What to work on:
Restrict the output to the lines below starting at the one that contains "pixel 904 4" and ending at the one that contains "pixel 1077 383", and restate them word for word, both ends included.

Region pointing data:
'''

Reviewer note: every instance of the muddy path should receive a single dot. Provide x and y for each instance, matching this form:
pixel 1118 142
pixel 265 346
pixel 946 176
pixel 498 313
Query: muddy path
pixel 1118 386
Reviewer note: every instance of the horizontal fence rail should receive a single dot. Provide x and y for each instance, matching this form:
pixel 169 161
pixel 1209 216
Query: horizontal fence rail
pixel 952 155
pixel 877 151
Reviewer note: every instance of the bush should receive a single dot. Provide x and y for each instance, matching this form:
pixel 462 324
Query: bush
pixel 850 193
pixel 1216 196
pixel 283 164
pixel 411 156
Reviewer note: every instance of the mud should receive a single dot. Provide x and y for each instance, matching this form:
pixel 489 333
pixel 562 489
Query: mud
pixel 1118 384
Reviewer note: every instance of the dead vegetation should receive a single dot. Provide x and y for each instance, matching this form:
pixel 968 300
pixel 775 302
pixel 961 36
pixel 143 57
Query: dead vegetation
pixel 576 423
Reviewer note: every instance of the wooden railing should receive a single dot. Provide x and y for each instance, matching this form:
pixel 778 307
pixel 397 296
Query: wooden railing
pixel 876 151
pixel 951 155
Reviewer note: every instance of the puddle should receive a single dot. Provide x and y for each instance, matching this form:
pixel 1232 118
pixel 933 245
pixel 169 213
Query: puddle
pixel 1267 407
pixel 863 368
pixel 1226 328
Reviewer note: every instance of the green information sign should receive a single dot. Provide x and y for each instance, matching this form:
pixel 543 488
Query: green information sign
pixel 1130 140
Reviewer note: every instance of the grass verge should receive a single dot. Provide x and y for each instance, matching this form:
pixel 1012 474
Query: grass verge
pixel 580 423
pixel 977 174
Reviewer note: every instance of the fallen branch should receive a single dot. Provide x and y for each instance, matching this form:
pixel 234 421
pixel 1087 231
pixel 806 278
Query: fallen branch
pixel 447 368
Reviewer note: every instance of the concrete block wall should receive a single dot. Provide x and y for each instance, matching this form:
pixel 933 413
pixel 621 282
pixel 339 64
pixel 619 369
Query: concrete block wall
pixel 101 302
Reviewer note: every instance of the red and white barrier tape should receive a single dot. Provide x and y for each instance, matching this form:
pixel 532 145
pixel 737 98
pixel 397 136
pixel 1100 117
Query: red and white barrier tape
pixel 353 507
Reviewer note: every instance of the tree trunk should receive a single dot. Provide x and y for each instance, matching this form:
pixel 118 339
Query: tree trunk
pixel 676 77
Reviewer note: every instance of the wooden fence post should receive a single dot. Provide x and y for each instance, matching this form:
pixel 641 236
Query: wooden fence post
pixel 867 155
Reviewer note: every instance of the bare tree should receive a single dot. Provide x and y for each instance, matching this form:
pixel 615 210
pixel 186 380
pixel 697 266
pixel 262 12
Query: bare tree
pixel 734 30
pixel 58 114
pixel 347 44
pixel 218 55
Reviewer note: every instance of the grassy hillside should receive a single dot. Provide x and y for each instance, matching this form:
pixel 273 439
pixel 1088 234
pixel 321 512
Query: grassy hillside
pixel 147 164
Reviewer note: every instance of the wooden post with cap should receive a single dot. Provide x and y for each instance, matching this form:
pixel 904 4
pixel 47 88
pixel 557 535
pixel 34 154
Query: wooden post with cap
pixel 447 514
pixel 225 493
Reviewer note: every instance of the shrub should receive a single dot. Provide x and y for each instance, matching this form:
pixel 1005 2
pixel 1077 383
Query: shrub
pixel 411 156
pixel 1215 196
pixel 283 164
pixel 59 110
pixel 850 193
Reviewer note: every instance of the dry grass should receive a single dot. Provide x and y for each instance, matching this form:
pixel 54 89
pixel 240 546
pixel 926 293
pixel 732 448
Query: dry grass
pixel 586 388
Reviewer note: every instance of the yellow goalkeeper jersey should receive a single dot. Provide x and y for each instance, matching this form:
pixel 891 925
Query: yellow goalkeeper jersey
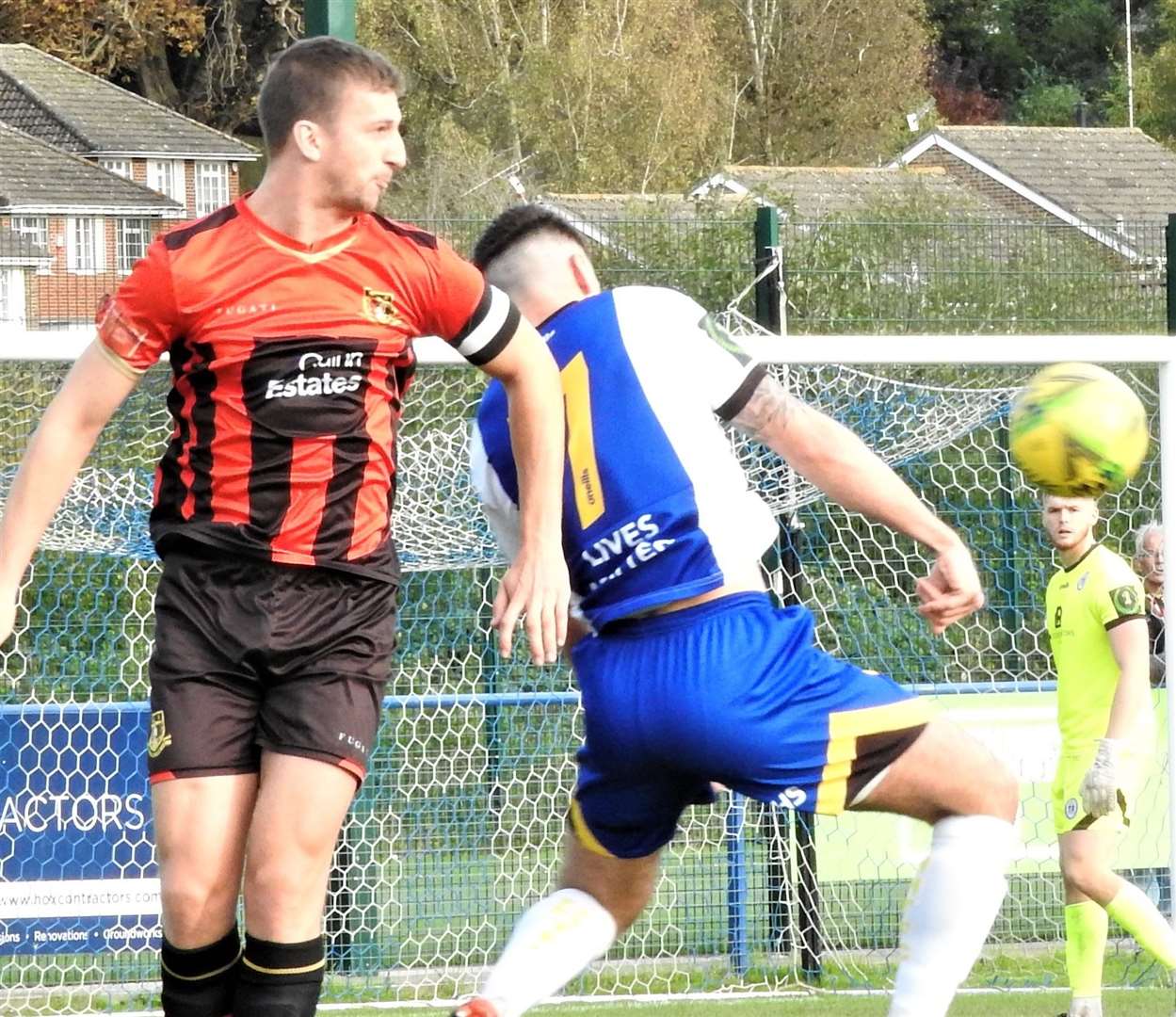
pixel 1082 604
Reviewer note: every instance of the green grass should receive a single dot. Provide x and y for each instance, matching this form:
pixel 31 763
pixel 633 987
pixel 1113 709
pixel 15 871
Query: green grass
pixel 1129 1003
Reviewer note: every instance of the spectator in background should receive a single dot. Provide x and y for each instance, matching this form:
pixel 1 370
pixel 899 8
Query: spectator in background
pixel 1149 563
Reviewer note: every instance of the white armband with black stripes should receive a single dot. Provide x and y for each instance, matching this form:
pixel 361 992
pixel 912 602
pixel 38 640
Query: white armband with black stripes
pixel 490 327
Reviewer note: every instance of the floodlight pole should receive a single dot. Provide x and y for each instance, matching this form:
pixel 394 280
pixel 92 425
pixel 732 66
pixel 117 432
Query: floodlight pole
pixel 1130 76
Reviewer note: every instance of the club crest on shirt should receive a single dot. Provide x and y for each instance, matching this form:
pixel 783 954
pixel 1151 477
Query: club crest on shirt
pixel 380 307
pixel 1125 600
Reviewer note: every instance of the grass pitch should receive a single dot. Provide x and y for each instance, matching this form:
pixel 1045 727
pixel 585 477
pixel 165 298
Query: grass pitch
pixel 1116 1003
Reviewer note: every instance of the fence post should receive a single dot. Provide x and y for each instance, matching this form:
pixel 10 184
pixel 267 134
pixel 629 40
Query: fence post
pixel 1169 269
pixel 736 884
pixel 330 18
pixel 766 292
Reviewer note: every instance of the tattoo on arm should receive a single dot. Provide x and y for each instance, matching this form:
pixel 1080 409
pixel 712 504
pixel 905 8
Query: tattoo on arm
pixel 766 411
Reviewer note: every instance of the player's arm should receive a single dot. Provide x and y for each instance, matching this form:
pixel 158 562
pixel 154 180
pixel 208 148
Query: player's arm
pixel 1133 691
pixel 89 396
pixel 840 463
pixel 537 582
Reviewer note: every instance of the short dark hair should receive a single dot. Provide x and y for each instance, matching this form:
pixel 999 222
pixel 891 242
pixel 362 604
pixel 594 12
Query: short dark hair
pixel 303 83
pixel 514 226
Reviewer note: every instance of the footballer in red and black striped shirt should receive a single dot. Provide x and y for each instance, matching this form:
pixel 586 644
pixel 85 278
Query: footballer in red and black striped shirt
pixel 289 367
pixel 288 318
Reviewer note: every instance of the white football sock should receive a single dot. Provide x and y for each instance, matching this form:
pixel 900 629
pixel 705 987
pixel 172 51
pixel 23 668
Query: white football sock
pixel 953 904
pixel 552 943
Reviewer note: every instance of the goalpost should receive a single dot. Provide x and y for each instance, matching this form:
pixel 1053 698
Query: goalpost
pixel 459 824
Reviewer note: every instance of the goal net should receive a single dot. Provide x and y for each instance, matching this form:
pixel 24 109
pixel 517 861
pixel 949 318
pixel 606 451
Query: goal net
pixel 459 824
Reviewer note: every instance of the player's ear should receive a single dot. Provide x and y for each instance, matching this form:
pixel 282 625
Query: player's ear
pixel 584 274
pixel 306 136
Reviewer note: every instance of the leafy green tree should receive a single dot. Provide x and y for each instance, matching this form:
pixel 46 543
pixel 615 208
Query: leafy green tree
pixel 1045 103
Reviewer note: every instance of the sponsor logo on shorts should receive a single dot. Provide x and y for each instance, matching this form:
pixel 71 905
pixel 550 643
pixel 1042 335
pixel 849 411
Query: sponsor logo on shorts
pixel 352 742
pixel 159 738
pixel 793 798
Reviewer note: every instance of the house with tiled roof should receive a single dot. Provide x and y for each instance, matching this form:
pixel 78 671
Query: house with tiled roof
pixel 816 193
pixel 70 231
pixel 193 165
pixel 1114 184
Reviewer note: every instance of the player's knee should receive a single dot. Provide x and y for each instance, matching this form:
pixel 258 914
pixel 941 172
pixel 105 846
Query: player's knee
pixel 1002 794
pixel 194 913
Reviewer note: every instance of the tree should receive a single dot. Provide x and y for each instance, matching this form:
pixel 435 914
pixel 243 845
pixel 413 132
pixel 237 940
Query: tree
pixel 830 81
pixel 598 92
pixel 203 57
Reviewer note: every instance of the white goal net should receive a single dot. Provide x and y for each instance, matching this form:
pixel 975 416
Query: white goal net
pixel 458 827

'''

Task output:
pixel 904 4
pixel 47 88
pixel 557 535
pixel 34 154
Query: wooden post with cap
pixel 447 514
pixel 225 493
Reviewer note: every instance of the shrub should receive a single dot. Provide x and y for each instance, matching this form:
pixel 1005 2
pixel 1077 383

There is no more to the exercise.